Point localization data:
──────────────────────────────

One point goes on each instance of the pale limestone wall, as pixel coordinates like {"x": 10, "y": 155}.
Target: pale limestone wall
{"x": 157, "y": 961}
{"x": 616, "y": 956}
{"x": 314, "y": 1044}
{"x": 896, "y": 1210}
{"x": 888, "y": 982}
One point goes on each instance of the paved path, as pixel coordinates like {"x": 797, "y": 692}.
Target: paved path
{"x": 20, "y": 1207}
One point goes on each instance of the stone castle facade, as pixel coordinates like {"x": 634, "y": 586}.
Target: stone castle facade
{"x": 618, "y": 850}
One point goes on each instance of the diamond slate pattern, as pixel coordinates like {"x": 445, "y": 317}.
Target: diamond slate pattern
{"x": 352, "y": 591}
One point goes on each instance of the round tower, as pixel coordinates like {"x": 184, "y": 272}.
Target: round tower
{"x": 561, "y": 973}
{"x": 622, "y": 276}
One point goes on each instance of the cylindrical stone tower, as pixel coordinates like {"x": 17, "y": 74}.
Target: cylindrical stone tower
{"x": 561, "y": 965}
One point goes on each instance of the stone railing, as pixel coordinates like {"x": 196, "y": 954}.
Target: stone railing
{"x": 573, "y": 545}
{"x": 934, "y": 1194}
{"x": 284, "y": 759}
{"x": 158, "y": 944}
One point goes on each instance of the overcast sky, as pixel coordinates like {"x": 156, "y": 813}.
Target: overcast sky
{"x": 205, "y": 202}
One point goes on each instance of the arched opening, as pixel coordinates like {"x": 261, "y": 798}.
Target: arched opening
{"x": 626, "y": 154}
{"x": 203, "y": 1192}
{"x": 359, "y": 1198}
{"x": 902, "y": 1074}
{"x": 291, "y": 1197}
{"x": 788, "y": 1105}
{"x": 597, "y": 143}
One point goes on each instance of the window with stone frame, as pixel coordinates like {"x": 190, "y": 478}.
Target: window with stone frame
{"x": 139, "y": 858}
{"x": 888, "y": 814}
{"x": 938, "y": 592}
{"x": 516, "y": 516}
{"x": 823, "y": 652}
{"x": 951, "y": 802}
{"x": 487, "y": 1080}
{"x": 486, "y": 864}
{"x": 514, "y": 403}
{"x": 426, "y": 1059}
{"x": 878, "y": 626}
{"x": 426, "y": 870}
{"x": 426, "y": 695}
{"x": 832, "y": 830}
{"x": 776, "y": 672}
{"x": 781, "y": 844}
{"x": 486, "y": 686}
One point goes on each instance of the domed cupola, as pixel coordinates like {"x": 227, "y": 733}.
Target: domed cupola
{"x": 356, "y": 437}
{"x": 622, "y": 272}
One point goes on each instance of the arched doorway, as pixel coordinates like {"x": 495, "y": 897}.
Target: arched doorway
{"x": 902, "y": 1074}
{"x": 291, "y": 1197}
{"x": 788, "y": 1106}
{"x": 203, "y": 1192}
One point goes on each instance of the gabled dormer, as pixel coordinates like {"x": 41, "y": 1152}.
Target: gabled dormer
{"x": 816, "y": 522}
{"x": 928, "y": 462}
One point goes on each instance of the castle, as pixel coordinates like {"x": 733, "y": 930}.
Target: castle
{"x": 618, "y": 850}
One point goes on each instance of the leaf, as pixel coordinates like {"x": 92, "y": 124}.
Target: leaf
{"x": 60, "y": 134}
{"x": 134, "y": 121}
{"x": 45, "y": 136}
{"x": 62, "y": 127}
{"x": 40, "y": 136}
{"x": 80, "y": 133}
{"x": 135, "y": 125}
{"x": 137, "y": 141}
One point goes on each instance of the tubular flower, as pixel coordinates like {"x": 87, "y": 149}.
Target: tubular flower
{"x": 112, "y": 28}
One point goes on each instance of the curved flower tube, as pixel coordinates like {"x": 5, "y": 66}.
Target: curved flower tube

──────────────────────────────

> What to work on: Please write out, exactly as they appear, only the lines from the one holding "One point goes on each instance of the gabled" through the end of the data.

> Response to this exercise:
One point goes on each instance of the gabled dormer, as pixel coordinates like {"x": 41, "y": 1152}.
Target: gabled dormer
{"x": 816, "y": 522}
{"x": 928, "y": 462}
One point goes on each instance of the castle, as pixel coordinates like {"x": 733, "y": 930}.
Target: castle
{"x": 618, "y": 850}
One point goes on each instance of the leaf, as pixel coordinates like {"x": 92, "y": 124}.
Target: leaf
{"x": 60, "y": 134}
{"x": 134, "y": 121}
{"x": 45, "y": 136}
{"x": 62, "y": 127}
{"x": 40, "y": 136}
{"x": 80, "y": 133}
{"x": 135, "y": 125}
{"x": 137, "y": 141}
One point goes on each instance of the tubular flower, as pixel coordinates like {"x": 87, "y": 149}.
Target: tubular flower
{"x": 112, "y": 28}
One point goes on each instance of the curved flower tube, as pixel coordinates like {"x": 5, "y": 66}.
Target: curved flower tube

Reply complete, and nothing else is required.